*Exercise objective*: Update every one of the records below so that "sanity check" becomes "cross-check", leaving everything else unchanged.

[Data items]
★ ★ ★ ★ ★

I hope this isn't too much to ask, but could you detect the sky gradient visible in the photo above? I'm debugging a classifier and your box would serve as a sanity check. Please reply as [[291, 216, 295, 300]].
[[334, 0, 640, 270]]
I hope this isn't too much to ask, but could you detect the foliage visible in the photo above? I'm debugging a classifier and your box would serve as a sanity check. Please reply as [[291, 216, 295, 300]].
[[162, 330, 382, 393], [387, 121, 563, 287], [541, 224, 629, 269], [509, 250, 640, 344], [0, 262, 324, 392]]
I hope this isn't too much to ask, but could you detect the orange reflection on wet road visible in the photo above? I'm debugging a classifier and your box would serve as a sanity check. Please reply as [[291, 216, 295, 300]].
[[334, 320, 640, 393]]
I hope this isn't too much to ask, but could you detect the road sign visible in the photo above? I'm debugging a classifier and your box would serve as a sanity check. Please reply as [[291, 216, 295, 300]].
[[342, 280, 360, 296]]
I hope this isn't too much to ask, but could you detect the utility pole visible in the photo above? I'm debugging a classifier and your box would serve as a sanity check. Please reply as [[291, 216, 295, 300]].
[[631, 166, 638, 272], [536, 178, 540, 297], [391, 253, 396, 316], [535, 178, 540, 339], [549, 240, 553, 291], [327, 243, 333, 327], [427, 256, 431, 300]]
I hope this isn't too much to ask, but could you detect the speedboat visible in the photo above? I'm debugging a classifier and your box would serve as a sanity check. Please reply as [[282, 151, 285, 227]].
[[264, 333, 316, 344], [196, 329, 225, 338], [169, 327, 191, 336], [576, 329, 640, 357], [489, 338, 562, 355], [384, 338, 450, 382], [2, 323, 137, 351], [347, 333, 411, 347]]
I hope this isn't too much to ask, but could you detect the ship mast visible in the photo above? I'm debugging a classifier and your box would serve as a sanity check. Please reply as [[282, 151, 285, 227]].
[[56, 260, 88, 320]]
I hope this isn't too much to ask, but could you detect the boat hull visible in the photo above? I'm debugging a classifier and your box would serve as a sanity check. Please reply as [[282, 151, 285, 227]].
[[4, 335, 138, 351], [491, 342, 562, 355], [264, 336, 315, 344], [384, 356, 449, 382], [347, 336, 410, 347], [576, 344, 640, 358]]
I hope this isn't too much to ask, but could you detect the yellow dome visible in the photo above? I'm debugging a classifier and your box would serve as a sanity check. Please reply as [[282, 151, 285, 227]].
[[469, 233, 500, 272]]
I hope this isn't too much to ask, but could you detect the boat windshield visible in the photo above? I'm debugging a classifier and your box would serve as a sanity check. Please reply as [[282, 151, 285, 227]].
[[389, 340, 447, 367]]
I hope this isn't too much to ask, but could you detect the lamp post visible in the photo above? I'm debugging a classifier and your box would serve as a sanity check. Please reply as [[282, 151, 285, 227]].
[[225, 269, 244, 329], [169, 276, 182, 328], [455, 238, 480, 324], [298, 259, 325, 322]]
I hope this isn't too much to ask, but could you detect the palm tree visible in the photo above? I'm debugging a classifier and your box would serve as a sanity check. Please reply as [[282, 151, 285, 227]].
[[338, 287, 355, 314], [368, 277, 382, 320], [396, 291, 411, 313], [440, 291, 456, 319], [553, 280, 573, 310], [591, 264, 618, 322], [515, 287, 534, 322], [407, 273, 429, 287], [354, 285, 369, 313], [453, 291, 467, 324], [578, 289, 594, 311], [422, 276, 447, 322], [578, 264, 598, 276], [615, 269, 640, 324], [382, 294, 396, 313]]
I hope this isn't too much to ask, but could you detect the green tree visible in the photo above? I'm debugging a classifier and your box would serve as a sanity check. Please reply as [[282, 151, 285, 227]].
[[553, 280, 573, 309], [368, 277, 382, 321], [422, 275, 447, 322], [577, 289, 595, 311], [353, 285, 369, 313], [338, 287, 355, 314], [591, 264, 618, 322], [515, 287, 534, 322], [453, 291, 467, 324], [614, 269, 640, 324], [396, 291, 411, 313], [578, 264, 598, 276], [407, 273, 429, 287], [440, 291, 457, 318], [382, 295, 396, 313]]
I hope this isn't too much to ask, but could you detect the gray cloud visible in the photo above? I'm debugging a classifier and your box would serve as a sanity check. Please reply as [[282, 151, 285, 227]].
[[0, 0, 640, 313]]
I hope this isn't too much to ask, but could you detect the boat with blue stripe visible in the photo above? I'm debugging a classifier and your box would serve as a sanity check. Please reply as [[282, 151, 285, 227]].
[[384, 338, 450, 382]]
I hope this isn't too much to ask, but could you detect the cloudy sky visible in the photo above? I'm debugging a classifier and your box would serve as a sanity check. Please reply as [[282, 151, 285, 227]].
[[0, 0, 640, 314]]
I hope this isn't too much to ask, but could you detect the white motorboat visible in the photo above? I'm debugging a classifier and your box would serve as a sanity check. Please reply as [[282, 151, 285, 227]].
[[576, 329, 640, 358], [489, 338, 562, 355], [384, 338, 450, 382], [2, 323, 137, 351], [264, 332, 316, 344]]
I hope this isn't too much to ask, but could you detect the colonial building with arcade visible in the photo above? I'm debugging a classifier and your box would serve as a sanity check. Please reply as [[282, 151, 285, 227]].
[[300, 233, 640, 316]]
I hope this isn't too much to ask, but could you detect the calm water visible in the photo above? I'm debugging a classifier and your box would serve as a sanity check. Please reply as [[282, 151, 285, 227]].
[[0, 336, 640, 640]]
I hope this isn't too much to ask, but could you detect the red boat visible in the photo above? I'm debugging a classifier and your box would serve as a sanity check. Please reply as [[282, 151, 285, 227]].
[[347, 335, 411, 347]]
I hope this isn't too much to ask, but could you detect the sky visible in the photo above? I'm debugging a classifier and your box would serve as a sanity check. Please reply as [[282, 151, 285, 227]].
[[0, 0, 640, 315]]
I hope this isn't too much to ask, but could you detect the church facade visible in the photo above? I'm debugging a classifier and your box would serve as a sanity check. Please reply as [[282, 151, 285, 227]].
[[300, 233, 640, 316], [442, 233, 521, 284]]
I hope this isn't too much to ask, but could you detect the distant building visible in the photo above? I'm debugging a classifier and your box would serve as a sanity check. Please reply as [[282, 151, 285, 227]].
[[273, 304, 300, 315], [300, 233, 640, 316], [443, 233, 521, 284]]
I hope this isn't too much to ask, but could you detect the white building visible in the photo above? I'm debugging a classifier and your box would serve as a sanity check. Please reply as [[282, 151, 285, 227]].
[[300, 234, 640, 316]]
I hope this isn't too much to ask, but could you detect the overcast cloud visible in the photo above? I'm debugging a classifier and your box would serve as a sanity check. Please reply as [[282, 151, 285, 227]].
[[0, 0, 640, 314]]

★ ★ ★ ★ ★

*Finished exercise*:
I hope this isn't too much to ask, but could you detect the sky gradient visible in the photo above? I'm debugging a classifier and your box would serve as a cross-check. Please reply as [[291, 216, 295, 300]].
[[334, 0, 640, 270]]
I hope this isn't too much to ask, but could you detect the foliage visible in the photo above? I'm debugging a classifier and your box would serve as a cross-check. Please reply as [[291, 216, 295, 300]].
[[162, 330, 382, 393], [387, 121, 563, 287], [541, 224, 629, 269], [509, 250, 640, 344], [0, 262, 324, 392]]
I hope this isn't too much to ask, but could you detect the orange reflection on wet road visible in the photo above? I'm debugging a classifier and your box would serve as a cross-check. Please reply as [[291, 216, 295, 300]].
[[334, 320, 640, 393]]
I hope this isn't too much to ask, but could you detect the road sign visible in the photo above? I'm debugging a classifier and your box would serve as a cross-check. Please reply as [[291, 216, 295, 300]].
[[342, 280, 360, 296]]
I hope this isn't too much to ask, but could you detect the utility pole visible in the photo above? I'm debugging a classifier and your box would serve as a cross-check. Please reply as [[291, 216, 295, 300]].
[[631, 166, 638, 272], [536, 178, 540, 297], [391, 253, 396, 316], [535, 178, 540, 339], [549, 240, 553, 291], [327, 243, 333, 327], [427, 256, 431, 300]]
I hope this isn't too much to ask, but could you detect the speedboat visible in the photo above? I'm debugging a classifier and your box would serve as a cross-check. Please reply as [[282, 151, 285, 227]].
[[264, 333, 316, 344], [196, 329, 225, 338], [169, 327, 191, 336], [576, 329, 640, 357], [489, 338, 562, 355], [384, 338, 450, 382], [2, 323, 137, 351], [347, 333, 411, 347]]
I hope this isn't too much to ask, but could you detect the ship mast visible in the photo above? I'm debugging a classifier and your box would serve as a cross-check. Please reply as [[282, 151, 285, 227]].
[[56, 260, 88, 320]]
I hope this isn't too much to ask, but could you detect the boat hull visible in the photo above? I'm debugging a classifier and your box would serve as a cross-check. Please reply as [[282, 151, 285, 227]].
[[4, 335, 138, 351], [491, 342, 562, 355], [264, 336, 315, 344], [384, 356, 449, 382], [347, 336, 410, 347], [576, 344, 640, 358]]
I hope this isn't too much to ask, but could you detect the yellow dome visible in the photo above? I'm debugging a classifier and your box would serve as a cross-check. Please reply as [[282, 151, 285, 227]].
[[469, 233, 500, 272]]
I hope this isn't too much to ask, but could you detect the boat windshield visible in the photo above? I'm debugging a classifier and your box would serve as a cross-check. Please reply as [[282, 151, 285, 227]].
[[389, 340, 447, 367]]
I hope this isn't too much to ask, but could you detect the lamp post visible in the photo above? I'm debugging a classifier and your box would serve as a cross-check. Please reply as [[282, 151, 285, 227]].
[[225, 269, 244, 329], [169, 276, 182, 328], [455, 238, 480, 324], [298, 259, 325, 322]]
I hope this isn't too much to ask, but could you detect the palm tree visible in the photo above? I'm debugging a classifier and your box would serve as a cross-check. Please reply as [[282, 151, 285, 227]].
[[338, 287, 355, 314], [368, 277, 382, 320], [396, 291, 411, 313], [440, 291, 456, 319], [553, 280, 573, 310], [591, 264, 618, 322], [515, 287, 534, 322], [407, 273, 429, 287], [354, 285, 369, 313], [453, 291, 467, 324], [578, 289, 594, 311], [422, 276, 447, 322], [578, 264, 598, 276], [615, 269, 640, 324], [382, 294, 396, 313]]
I hope this isn't too much to ask, but could you detect the green tree visible in the photo above? I'm debugging a classifier and your box would serve as a cross-check. Please reply as [[282, 151, 285, 227]].
[[553, 280, 573, 309], [368, 277, 382, 321], [422, 275, 447, 322], [577, 289, 595, 311], [353, 285, 369, 313], [338, 287, 355, 314], [591, 264, 618, 322], [515, 287, 534, 322], [453, 291, 467, 324], [614, 269, 640, 324], [396, 291, 411, 313], [578, 264, 598, 276], [407, 273, 429, 287], [440, 291, 457, 318], [382, 295, 396, 313]]
I hope this isn't too much to ask, but could you detect the gray cloud visible in the photo above? I'm debugging a classifier and your box would serve as a cross-check. Please reply as [[282, 151, 285, 227]].
[[0, 0, 640, 313]]
I hope this isn't too much to ask, but could you detect the boat with blue stripe visible in the photo above? I'm debugging a classifier and your box would serve as a cross-check. Please reply as [[282, 151, 285, 227]].
[[384, 338, 450, 382]]
I hope this isn't too much to ask, but could you detect the cloudy sky visible in the photo above? I'm debugging a classifier and your box would serve as a cross-check. Please reply as [[282, 151, 285, 227]].
[[0, 0, 640, 314]]
I hope this isn't too much to ask, but could you detect the white motorboat visible in the photo above? I'm debugging a classifier and your box would serve as a cross-check. Please reply as [[282, 151, 285, 227]].
[[576, 329, 640, 358], [489, 338, 562, 355], [384, 338, 450, 382], [2, 323, 137, 351], [264, 332, 316, 344]]
I hope this isn't too much to ask, but could you detect the colonial building with arcade visible in the photo above? I'm debugging a classifier and your box would serve as a cross-check. Please reply as [[282, 151, 285, 227]].
[[300, 233, 640, 316]]
I hope this isn't too much to ask, but could you detect the calm water visible in the photo above? I'm debugging a classifier and your box would serve as a cross-check. Please reply as [[282, 151, 285, 227]].
[[0, 336, 640, 640]]
I hope this isn't too much to ask, but could you detect the red boat visible in the photo above? I'm debugging a classifier and your box would serve as a cross-check. Please reply as [[282, 151, 285, 227]].
[[347, 335, 411, 347]]
I hope this isn't too much to ask, but could you detect the sky visible in the photo above? I'm debugging a classifier and your box would serve as a cross-check. Please reply as [[282, 151, 285, 227]].
[[0, 0, 640, 315]]
I hope this isn't too much to ask, but could you detect the church facade visible in the photo above? I'm debugging a classifier and your box would serve as a cross-check. Please reply as [[282, 151, 285, 227]].
[[300, 233, 640, 316], [442, 233, 521, 284]]
I hope this isn't too much to ask, but could you detect the distant building visible in the photo above? I'm debugging a classifier and your box would serve as a cross-check. Please reply as [[282, 151, 285, 227]].
[[273, 304, 300, 315], [300, 233, 640, 316], [443, 233, 521, 284]]
I hope this isn't too much to ask, but could you detect the white building visible in the photo above? I'm debugging a classifier and your box would serve as a cross-check. Please reply as [[282, 151, 285, 227]].
[[300, 234, 640, 316]]
I hope this isn't too much to ask, but could you detect the overcast cloud visible in the photo above? I'm debugging a classifier and your box would serve as a cross-check. Please reply as [[282, 151, 285, 227]].
[[0, 0, 640, 314]]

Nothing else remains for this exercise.